§ WHAT NEEDS TO BE DONE
Copy exactly the lines of the records below, and only those lines, beginning with the line that contains "Target: shower curtain rod" and ending with the line that contains "Target: ceiling air vent".

§ MATERIAL SHOWN

=== Section Start ===

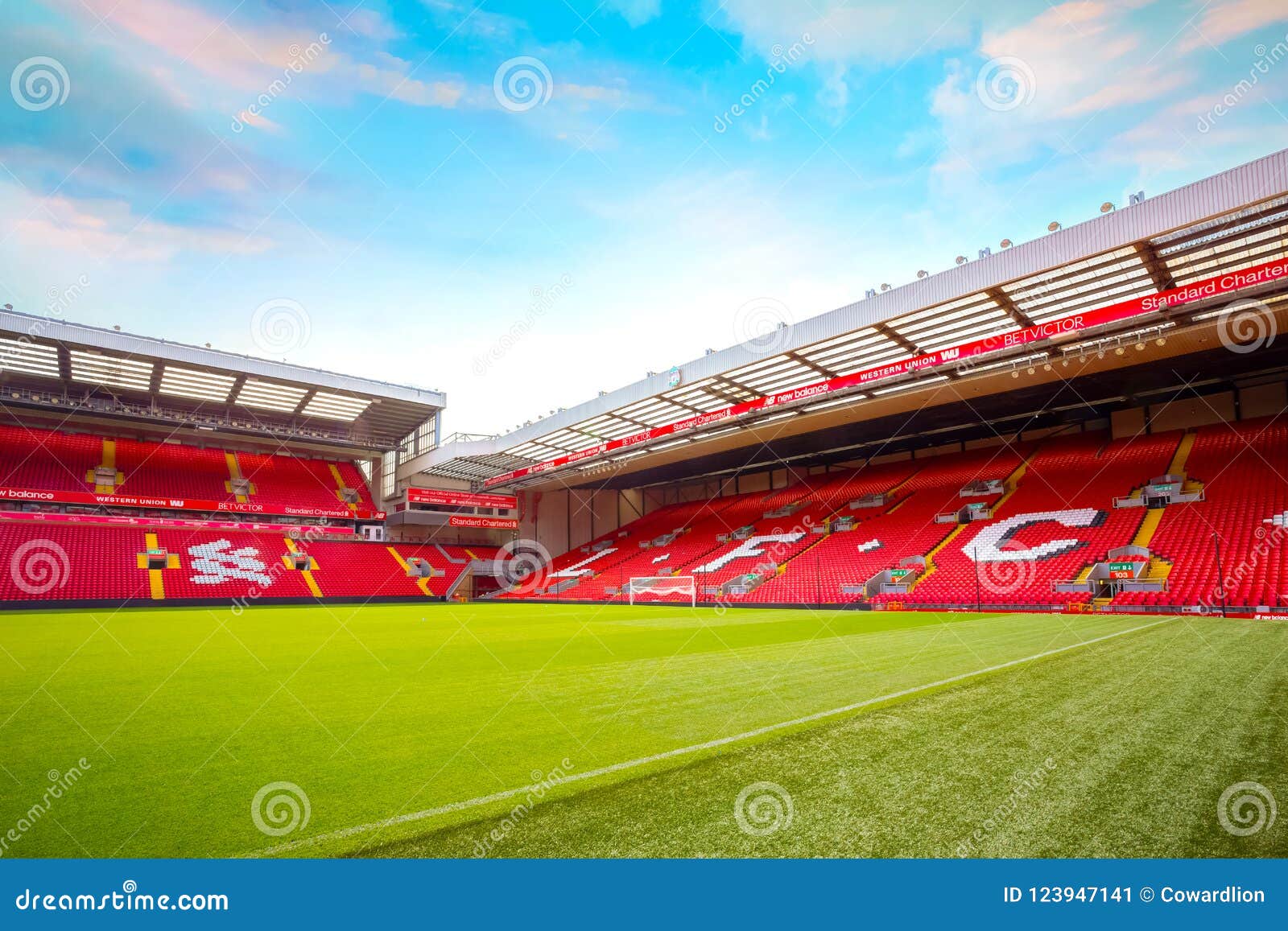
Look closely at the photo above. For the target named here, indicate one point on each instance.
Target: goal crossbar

=== Section End ===
=== Section Start ===

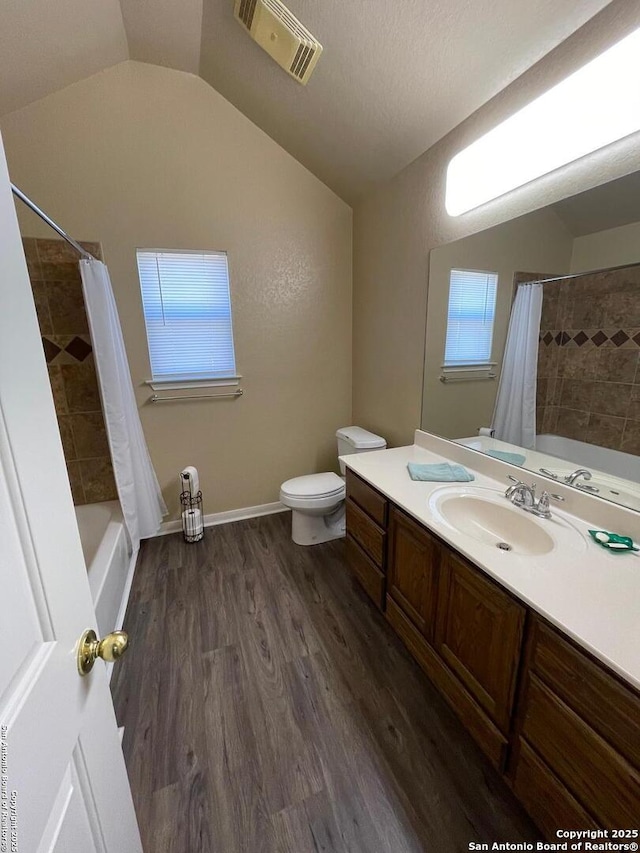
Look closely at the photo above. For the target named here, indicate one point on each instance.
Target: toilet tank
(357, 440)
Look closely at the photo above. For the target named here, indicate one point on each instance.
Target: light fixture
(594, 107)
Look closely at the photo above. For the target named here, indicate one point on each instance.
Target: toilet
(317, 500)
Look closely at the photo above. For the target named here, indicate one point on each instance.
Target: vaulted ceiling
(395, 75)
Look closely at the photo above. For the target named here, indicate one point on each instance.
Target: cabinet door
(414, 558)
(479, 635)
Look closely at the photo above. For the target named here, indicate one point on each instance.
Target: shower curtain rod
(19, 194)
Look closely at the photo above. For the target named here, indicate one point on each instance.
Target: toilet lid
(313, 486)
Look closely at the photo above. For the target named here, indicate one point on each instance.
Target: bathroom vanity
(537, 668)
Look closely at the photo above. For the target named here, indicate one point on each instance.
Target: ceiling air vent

=== Section End ===

§ PROBLEM SOLUTION
Target: shower curtain rod
(19, 194)
Look closely at the photo above. For the target named here, indicate one point on each instance.
Target: toilet lid
(313, 486)
Look closely at the photo above. For the target named here, indicate one point on each instance.
Target: bathroom vanity
(537, 668)
Look closely at the photo above. For the target named here, indicate one point on each instance.
Target: ceiling air vent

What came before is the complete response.